Short problem ▸ Reproduce, word for word, the portion of the records that begins at their first line and ends with the line containing "of the baseball", including both of those lines.
== Records shown
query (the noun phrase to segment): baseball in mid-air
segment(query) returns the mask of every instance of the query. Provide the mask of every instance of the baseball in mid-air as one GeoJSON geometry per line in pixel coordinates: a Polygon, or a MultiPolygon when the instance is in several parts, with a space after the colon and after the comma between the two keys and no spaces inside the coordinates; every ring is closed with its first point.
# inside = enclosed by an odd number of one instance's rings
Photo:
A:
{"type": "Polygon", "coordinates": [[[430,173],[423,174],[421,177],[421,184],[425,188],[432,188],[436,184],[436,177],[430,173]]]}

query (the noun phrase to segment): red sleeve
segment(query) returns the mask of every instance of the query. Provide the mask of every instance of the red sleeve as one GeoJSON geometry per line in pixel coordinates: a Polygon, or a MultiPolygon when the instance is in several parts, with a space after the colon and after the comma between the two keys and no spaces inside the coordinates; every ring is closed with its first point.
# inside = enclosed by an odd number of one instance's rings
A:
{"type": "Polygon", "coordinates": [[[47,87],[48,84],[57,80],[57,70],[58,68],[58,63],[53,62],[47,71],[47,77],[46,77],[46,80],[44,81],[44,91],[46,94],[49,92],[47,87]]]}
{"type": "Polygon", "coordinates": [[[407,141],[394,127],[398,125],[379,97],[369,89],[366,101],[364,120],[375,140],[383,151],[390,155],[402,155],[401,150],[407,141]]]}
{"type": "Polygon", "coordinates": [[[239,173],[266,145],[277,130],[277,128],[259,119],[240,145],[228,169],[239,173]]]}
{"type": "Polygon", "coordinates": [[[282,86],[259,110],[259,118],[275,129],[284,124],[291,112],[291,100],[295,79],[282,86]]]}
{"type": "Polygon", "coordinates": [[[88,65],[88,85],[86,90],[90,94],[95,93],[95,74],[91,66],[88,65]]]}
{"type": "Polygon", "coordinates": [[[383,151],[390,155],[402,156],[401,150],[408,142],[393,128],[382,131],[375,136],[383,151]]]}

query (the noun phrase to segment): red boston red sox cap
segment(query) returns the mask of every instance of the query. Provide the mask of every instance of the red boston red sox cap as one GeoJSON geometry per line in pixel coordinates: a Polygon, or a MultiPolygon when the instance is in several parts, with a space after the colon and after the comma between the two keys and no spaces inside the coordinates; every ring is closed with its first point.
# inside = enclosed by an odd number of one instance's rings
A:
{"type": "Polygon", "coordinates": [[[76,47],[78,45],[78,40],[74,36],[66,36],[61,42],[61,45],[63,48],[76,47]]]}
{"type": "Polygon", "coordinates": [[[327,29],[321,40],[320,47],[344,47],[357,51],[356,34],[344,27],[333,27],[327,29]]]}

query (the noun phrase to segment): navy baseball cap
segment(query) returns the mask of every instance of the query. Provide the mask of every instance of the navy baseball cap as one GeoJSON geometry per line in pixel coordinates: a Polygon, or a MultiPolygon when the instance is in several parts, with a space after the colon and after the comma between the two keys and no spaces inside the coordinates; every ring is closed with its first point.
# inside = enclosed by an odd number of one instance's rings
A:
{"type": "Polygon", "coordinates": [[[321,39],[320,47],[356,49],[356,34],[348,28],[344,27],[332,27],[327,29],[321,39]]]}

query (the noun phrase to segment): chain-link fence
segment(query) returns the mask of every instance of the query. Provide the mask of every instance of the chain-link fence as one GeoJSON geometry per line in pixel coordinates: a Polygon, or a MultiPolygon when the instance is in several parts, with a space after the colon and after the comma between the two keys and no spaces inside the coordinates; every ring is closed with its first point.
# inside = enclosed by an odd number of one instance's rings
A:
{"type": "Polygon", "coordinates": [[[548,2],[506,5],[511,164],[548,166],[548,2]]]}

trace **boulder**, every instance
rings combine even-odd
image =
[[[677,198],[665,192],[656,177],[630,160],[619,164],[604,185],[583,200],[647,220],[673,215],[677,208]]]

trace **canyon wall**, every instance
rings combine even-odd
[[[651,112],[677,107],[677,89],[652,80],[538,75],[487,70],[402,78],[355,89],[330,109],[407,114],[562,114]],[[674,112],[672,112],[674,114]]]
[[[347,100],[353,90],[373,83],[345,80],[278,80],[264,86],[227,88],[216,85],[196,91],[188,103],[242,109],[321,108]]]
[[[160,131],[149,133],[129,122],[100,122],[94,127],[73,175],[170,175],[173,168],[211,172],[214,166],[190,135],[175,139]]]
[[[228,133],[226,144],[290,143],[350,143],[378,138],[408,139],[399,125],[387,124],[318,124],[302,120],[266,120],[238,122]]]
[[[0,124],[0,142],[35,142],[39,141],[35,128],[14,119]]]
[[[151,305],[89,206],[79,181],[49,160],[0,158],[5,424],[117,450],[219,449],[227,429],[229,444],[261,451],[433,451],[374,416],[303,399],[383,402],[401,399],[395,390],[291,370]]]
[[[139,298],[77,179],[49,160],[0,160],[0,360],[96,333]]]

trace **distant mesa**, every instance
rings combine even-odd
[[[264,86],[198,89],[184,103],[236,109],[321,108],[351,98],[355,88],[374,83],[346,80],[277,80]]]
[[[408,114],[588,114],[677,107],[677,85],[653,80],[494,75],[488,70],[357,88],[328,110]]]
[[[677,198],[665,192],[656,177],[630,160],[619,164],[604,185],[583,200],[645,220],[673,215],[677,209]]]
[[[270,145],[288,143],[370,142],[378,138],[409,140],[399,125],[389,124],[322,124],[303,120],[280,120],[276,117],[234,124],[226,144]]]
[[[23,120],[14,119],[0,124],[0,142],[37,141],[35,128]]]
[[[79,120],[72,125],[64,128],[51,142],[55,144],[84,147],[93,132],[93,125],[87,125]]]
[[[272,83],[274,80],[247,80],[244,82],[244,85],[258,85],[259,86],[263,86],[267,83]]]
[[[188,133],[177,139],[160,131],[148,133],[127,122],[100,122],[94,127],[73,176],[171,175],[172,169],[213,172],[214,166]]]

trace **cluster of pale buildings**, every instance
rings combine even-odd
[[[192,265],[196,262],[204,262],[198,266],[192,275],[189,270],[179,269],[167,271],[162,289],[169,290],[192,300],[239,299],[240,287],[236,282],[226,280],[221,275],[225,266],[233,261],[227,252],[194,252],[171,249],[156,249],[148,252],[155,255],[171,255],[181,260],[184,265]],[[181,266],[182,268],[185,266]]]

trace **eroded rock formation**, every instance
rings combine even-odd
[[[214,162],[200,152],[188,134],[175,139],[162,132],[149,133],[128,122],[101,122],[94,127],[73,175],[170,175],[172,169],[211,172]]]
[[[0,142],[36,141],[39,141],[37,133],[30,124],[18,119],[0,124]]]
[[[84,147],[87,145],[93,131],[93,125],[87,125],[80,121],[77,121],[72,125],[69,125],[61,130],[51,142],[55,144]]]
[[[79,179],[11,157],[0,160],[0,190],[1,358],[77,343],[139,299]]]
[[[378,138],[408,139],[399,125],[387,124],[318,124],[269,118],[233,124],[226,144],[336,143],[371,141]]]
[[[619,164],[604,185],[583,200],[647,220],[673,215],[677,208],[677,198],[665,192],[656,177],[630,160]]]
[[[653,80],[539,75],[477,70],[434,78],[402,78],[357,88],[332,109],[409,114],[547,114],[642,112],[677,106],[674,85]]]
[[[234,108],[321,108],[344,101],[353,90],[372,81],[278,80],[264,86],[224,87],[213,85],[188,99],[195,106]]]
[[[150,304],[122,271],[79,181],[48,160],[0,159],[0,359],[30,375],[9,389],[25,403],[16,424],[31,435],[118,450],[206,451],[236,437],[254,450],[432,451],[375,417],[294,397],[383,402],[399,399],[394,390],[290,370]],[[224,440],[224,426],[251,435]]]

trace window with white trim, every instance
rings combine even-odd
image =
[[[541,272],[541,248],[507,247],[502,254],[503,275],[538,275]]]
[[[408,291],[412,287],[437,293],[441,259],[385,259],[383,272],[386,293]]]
====
Response below ▸
query (the noun phrase to segment): baseball in mid-air
segment(query) returns the mask of every instance of the query. Provide the mask of every instance of the baseball in mid-air as one GeoJSON geometry per line in pixel coordinates: a Polygon, or a MultiPolygon when the instance is in several parts, with a space after the colon and after the comma between the two keys and no spaces inside the coordinates; every ring is closed with its first point.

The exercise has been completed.